[Extracted data entries]
————
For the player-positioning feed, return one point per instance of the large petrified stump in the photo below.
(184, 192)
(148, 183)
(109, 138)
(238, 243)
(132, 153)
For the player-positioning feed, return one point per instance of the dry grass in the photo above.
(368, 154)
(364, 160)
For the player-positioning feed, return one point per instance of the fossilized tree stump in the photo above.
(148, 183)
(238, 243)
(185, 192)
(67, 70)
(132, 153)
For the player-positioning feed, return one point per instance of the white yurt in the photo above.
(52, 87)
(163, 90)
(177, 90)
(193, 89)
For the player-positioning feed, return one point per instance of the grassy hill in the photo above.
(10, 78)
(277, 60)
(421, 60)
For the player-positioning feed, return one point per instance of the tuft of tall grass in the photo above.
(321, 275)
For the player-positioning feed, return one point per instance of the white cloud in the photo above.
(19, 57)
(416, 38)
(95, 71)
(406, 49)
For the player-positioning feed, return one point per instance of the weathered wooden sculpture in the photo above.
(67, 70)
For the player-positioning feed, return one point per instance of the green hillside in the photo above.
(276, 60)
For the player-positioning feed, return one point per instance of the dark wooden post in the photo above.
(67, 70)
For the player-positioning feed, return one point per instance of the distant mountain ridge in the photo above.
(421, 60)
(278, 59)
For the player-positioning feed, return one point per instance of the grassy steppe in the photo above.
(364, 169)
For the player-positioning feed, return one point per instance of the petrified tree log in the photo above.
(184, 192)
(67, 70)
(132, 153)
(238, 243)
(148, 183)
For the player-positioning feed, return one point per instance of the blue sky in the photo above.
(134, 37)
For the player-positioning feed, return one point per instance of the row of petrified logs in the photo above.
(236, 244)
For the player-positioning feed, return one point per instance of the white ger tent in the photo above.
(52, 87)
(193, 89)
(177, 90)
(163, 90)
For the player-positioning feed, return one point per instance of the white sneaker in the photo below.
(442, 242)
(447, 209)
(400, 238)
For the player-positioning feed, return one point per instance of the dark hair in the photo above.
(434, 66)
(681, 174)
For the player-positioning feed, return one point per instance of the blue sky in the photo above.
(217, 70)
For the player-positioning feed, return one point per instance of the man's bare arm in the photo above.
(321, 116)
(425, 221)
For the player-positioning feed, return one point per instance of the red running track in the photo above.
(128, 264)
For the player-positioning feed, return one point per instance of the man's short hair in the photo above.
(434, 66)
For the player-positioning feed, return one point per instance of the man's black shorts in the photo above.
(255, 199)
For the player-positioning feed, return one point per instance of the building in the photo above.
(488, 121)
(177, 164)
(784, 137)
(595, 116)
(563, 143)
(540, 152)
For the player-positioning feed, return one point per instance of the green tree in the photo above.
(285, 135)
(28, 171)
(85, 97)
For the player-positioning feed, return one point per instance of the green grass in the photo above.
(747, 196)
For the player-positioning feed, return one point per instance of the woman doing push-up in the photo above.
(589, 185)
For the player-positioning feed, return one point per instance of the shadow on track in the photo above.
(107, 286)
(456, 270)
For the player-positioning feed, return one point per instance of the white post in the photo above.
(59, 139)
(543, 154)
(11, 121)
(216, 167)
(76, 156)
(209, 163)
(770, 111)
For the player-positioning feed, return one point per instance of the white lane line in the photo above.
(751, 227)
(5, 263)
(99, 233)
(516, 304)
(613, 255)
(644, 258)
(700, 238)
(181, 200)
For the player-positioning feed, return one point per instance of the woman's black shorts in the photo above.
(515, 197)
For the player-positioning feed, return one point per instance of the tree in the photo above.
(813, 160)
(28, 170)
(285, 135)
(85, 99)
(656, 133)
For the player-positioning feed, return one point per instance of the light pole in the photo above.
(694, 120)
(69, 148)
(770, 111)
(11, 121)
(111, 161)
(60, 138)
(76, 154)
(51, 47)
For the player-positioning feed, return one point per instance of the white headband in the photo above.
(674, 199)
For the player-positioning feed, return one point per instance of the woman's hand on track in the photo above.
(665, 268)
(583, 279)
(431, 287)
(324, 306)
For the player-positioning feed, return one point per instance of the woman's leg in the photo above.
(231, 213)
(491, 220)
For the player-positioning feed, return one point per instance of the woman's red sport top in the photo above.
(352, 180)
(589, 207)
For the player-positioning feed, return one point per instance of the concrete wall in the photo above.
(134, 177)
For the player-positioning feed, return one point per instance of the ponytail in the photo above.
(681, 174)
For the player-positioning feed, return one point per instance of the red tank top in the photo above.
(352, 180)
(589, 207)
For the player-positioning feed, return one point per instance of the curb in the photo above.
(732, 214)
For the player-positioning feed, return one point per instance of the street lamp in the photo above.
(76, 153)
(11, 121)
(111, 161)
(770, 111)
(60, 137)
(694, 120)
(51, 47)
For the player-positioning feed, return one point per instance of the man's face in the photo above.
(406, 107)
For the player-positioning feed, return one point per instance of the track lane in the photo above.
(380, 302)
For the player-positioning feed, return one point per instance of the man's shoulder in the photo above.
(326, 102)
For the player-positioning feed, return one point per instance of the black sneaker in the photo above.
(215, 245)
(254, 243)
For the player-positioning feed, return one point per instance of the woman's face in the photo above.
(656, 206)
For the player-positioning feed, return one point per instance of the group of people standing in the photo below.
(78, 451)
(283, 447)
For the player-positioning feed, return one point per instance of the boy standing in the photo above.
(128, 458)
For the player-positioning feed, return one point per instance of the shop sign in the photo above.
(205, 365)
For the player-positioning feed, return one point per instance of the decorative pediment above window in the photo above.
————
§ STATED GOAL:
Return only the lines running from the line with "wall in the photo above." to the last line of the records, both included, exactly as written.

§ OUTPUT OF THE TASK:
For the player-positioning feed, return one point per instance of the concrete wall in the photo above.
(134, 177)
For the player-positioning feed, return one point per instance of the ponytail in the photo above.
(681, 174)
For the player-positioning feed, return one point per instance of the red tank top in the photo above.
(352, 180)
(589, 207)
For the player-positioning feed, return one point per instance of the curb in the photo above.
(732, 214)
For the player-positioning feed, return one point per instance of the street lamp in the photo above.
(76, 153)
(11, 121)
(111, 161)
(770, 111)
(60, 137)
(694, 120)
(51, 47)
For the player-positioning feed, return one point per instance of the man's face in the photo above.
(406, 107)
For the player-positioning feed, return one point per instance of the track lane in the photo above.
(380, 302)
For the player-positioning feed, return one point per instance of the man's shoulder in the photo above.
(326, 102)
For the player-positioning feed, return one point per instance of the black sneaker in the photo above.
(215, 245)
(254, 243)
For the player-positioning feed, return one point per instance of the woman's face in the photo above.
(656, 206)
For the player-positioning feed, return one point per instance of the group of people standing in the photo below.
(78, 451)
(283, 447)
For the player-positioning feed, return one point per instance of the boy standing in the photo above.
(128, 458)
For the player-positioning feed, return one point per instance of the shop sign in the photo above.
(205, 365)
For the player-positioning feed, return one point per instance of the decorative pediment above window in the photo above.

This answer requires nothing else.